> SUPPLIED PASSAGE
━━━

Admirable accomplishments. Those of us at Pathways see them over and over with the success of our clients. We witness the plight of our guests, the defeating, life-changing trauma of losing a home, running out of personal resources, and lack of support from family and friends. This can lead to desperate calls to shelters for a bed.

Many times in our society, when we hear about the courage and determination of ordinary people, it becomes the talk of the "water cooler" crowd. We hear about it on the news, it becomes a featured in-depth story on shows like 20/20.

There are many stories of great accomplishments at Pathways, but are few are made public and given much fanfare.

For example, 64-year-old Lydia tells us of her overwhelming fear of her family and friends discovering that “she is a failure by living in a shelter”. Lydia worked hard to keep her secret. She would make excuses to leave a social event with friends to get back to the shelter in time for curfew. She had to sell most of her belongings to stay afloat prior to entering shelter. Lydia had been a nurse in another state and came to Birmingham to help her aging and ill mother. This situation did not work out. There were family problems coming from all directions, and Lydia left that situation. She then had a stroke, and other medical problems began to pile on. She believed the important things in her life were lost forever.

━━━

> DATA SHOWN
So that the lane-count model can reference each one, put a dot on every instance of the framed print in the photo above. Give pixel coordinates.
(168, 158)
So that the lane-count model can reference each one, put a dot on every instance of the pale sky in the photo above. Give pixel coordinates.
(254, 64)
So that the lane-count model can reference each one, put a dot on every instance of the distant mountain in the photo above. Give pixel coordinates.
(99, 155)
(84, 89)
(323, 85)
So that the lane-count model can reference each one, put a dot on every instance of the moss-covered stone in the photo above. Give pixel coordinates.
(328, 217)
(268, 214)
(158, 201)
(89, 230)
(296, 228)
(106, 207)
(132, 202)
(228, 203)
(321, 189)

━━━

> EXERCISES TO COMPLETE
1 > According to the Pathways passage, what profession did Lydia practice in another state?
2 > List the hardships of Pathways guests that the first paragraph of the Pathways passage names.
The rows aren't needed for this work.

> SOLUTIONS FOR EACH TASK
1 > She was a nurse.

2 >
- The defeating, life-changing trauma of losing a home
- Running out of personal resources
- Lack of support from family and friends